> [Documento di origine]:
L’arte della gioia – Parte 1: recensione della serie Sky di Valeria Golino

L'arte della gioia è un racconto potentissimo di emancipazione e ribellione, di trasformazione e di scoperta.

Modesta, un piccolo tizzone ardente. Un animaletto vorace e pieno di vita. Mangia senza posate, parla in dialetto, lascia le sue deiezioni in giro. Modesta nasce il primo gennaio del 1900 nell’entroterra siciliano, una terra povera che sembra condannare chi ci abita ed è proprio alla povertà che la protagonista si abitua come una di quelle malattie che entrano nelle vene e lì prendono stazione. In quella casupola cresce insieme a sua madre e ad una sorella disabile, donne con cui litiga ogni giorno a causa della sua indole ribelle e libera. Dopo la tragica scomparsa delle due, però, Modesta resta sola e viene affidata ad un convento dove entra nelle grazie della Madre superiora, Leonora, che la prende sotto la sua ala protettrice, la nutre, le dà un’istruzione solida. Così inizia L’arte della gioia, primo adattamento (prodotto da Sky Studios e da Viola Prestieri per HT Film) del libro di Goliarda Sapienza, scritto a più mani da Valeria Golino che è anche regista, Luca Infascelli, Francesca Marciano, Valia Santella e Stefano Sardo, costituito da sei episodi – il primo in première mondiale al 77° Festival di Cannes -, diviso in due parti, che arriveranno in sala il 30 Maggio 2024 (la prime parte) e il 13 giugno (la seconda).

> [Descrizione del compito]:
Rispondi, per favore, a queste domande sulla recensione de L'arte della gioia:
1. In che data nasce Modesta?
2. Come si chiama la Madre superiora del convento?
3. Da quanti episodi è costituita la serie?
I dati che seguono non hanno alcun legame con la recensione.

> [Contenuto dei dati]:
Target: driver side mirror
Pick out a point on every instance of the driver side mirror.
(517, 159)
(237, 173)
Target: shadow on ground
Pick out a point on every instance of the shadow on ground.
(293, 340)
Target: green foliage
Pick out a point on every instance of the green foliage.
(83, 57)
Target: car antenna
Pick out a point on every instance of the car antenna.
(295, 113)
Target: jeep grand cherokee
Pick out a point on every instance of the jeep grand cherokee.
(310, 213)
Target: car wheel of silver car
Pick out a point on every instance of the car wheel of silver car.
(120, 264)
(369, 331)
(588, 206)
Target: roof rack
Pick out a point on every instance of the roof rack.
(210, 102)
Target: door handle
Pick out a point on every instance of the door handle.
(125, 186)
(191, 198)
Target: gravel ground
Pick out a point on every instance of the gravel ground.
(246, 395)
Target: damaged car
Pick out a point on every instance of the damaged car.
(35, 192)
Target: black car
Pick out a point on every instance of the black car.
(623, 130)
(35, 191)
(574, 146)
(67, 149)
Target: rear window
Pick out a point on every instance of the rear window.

> [Risultato del compito]:
1. Il primo gennaio del 1900.
2. Leonora.
3. Sei.